═════ MATERIAL SUPPLIED
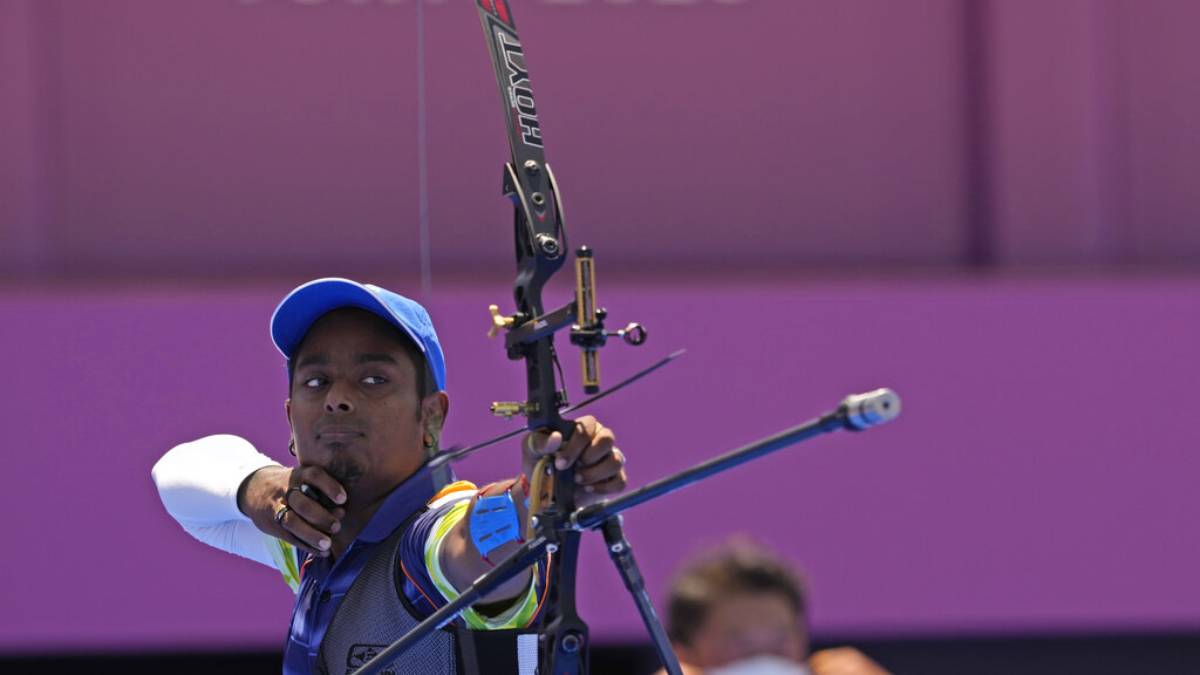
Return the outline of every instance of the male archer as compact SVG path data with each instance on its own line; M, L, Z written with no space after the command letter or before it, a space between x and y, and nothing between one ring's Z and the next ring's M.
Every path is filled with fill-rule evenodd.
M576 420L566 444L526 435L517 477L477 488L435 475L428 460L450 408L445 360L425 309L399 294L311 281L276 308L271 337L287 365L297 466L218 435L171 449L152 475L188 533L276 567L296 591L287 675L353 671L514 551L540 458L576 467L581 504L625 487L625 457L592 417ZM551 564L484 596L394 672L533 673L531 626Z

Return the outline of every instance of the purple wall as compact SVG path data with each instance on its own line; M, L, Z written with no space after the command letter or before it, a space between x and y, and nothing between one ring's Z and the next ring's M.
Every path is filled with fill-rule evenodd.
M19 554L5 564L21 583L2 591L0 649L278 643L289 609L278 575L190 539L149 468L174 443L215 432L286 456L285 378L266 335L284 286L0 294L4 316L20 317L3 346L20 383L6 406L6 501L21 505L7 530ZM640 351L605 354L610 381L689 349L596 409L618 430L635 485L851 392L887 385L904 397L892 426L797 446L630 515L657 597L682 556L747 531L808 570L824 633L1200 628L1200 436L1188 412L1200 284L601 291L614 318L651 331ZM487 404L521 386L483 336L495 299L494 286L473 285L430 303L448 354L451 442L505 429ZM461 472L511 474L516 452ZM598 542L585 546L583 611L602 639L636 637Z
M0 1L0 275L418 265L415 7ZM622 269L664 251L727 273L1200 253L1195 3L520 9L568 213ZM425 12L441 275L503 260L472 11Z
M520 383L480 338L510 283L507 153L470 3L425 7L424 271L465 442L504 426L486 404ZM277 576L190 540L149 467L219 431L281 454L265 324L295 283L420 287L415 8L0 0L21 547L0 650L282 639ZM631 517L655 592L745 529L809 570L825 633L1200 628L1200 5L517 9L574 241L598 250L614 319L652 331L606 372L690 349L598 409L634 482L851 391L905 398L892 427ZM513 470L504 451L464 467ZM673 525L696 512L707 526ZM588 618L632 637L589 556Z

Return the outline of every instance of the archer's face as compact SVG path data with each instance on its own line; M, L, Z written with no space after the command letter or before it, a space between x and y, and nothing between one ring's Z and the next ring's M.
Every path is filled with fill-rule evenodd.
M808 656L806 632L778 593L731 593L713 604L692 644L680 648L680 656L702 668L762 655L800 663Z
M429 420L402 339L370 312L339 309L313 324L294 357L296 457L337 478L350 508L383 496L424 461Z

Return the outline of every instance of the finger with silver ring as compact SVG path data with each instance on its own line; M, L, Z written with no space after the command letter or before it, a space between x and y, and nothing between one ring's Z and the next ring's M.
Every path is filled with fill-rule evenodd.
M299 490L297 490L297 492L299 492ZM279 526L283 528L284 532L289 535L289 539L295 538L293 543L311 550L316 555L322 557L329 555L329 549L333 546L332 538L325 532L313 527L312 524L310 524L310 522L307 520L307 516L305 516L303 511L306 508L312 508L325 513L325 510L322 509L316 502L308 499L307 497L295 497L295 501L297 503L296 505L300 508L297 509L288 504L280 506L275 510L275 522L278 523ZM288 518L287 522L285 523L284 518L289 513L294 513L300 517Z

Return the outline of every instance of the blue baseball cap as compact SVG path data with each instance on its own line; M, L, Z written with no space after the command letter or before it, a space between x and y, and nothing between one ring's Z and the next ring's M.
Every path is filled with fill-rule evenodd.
══════════
**WORK ITEM:**
Please set down exactly the lines from the first line of the data above through the line with "Return the outline of every instance of the purple", both included, leaving out the pictures.

**SOLVED PROBLEM:**
Return the outline of every instance of the male archer as compact SVG path data with each instance on its own line; M, L, Z written with no space after the command letter or before it, a space between x and y, and nothing between one ring's Z and the next ring's M.
Every path is filled with fill-rule evenodd.
M576 420L566 444L526 435L517 477L477 488L435 475L428 460L450 408L445 360L425 309L399 294L311 281L276 308L271 337L287 365L297 466L218 435L171 449L152 475L188 533L276 567L296 591L287 675L353 671L514 551L540 458L576 467L581 504L625 487L625 457L592 417ZM551 564L484 596L394 672L533 673L531 626Z

Return the outline of every instance of the purple wall as compact SVG path data with each instance on its own line; M, L, Z written with no space after the command letter or before it, a space between x and y, and nothing between one ring's Z and the next ring's M.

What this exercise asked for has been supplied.